# Start of TEXT EXTRACT

We had a net working capital deficit of $66,760,000 at June 30, 2003,
compared to a net working capital deficit of $68,070,000 at December 31, 2002.
The net working capital deficit exists primarily because the majority of our
debt is in default or subject to short-term waivers of cross defaults. As
discussed in more detail below, we are in the process of negotiating extensions
or refinancings of all of our matured and maturing debt, although there can be
no assurance that we will be successful in this effort. If our debt were
refinanced on the terms that are set forth below, we estimate that our monthly
cash interest expense would be approximately $610,000.

We have been in default on our 12 3/4% senior subordinated notes since
February 1, 2000, when we did not make the payments of principal, in the amount
of $27,412,000, and interest, in the amount of $1,748,000, that were due on that
date. On July 10, 2002, we commenced an exchange offer for the 12 3/4% senior
subordinated notes. The exchange offer was amended on March 7, 2003. If the
amended exchange offer is consummated, at least 99% of the 12 3/4% senior
subordinated notes will be exchanged for new 11 1/2% senior subordinated notes
due August 1, 2007, in a principal amount equal to the principal amount of the
12 3/4% senior subordinated notes being exchanged plus the accrued and unpaid
interest thereon through the day before the date the amended exchange offer is
consummated, which accrued interest will total $520.979 for each $1,000
principal amount of 12 3/4% senior subordinated notes, assuming the amended
exchange offer is consummated on September 2, 2003. Interest on the 11 1/2%
senior subordinated notes will accrue from the date the amended exchange offer
is consummated, and will be payable on each February 1, May 1, August 1, and
November 1. Each $1,000 principal amount of 11 1/2% senior subordinated notes
will be issued together with warrants to purchase ten shares of common stock at
a price of $3.50 per share at any time from January 1, 2004, through August 1,
2007. If the amended exchange offer is consummated, we will pay a participation
fee of 3% of the principal amount of 12 3/4% senior subordinated notes that are
exchanged. Our senior, secured lenders have waived the cross default provisions
with respect to the default on the senior subordinated notes through either
September 15, 2003, or October 31, 2003, and the holders of the junior
subordinated notes have waived such cross-default provisions through November 1,
2003. We plan to extend the expiration date of the amended exchange offer, which
is currently August 14, 2003. One of the conditions to the consummation of the
amended exchange offer is the tender for exchange of at least 99% of the senior
subordinated notes. As of August 12, 2003, we had received tenders of
$27,209,000 principal amount of 12 3/4% senior subordinated notes, or 99.3% of
the notes. There are additional conditions to the consummation of the amended
exchange offer that may not be satisfied by the expiration date.

# End of TEXT EXTRACT
# Start of PROVIDED DATA

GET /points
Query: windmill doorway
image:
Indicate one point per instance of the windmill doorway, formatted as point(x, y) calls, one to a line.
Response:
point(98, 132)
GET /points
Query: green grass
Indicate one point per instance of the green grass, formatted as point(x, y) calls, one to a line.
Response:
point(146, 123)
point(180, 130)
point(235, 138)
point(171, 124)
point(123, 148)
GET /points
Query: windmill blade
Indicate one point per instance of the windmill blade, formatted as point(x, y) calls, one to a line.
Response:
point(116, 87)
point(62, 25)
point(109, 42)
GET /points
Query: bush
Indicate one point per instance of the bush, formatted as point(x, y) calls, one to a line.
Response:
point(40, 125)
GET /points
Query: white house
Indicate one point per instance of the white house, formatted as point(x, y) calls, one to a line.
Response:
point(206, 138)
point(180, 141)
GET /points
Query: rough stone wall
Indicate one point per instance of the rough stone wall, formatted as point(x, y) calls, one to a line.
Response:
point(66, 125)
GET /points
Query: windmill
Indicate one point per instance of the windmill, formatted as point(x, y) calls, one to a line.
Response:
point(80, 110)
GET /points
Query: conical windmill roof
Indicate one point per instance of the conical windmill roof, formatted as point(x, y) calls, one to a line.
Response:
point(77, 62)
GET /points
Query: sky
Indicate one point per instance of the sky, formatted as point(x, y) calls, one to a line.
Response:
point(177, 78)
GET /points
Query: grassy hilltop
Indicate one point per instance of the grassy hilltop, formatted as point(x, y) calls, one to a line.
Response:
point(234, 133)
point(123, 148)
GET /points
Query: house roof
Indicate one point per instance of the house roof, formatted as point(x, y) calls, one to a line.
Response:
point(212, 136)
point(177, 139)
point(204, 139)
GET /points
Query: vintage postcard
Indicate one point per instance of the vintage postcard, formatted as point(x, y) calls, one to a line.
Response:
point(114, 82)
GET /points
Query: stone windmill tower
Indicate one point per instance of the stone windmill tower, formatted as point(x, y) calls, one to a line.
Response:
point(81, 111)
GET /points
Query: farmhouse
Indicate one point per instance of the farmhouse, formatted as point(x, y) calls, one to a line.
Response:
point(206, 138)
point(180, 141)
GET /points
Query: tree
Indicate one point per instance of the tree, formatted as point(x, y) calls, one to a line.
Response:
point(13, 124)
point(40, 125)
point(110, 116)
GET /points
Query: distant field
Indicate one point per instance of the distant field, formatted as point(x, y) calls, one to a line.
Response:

# End of PROVIDED DATA

▸ TASK 1:
Answer these from the debt passage:
(a) What was the net working capital deficit at June 30, 2003?
(b) What interest rate will the new senior subordinated notes carry?
(c) As of August 12, 2003, what percentage of the 12 3/4% senior subordinated notes had been tendered?
▸ TASK 2:
On which dates each year will interest on the 11 1/2% senior subordinated notes be payable, according to the debt passage? List them all.
The listing above is separate from the debt passage.

▸ CORRECT OUTPUT 1:
(a) $66,760,000
(b) 11 1/2%
(c) 99.3%

▸ CORRECT OUTPUT 2:
February 1, May 1, August 1, November 1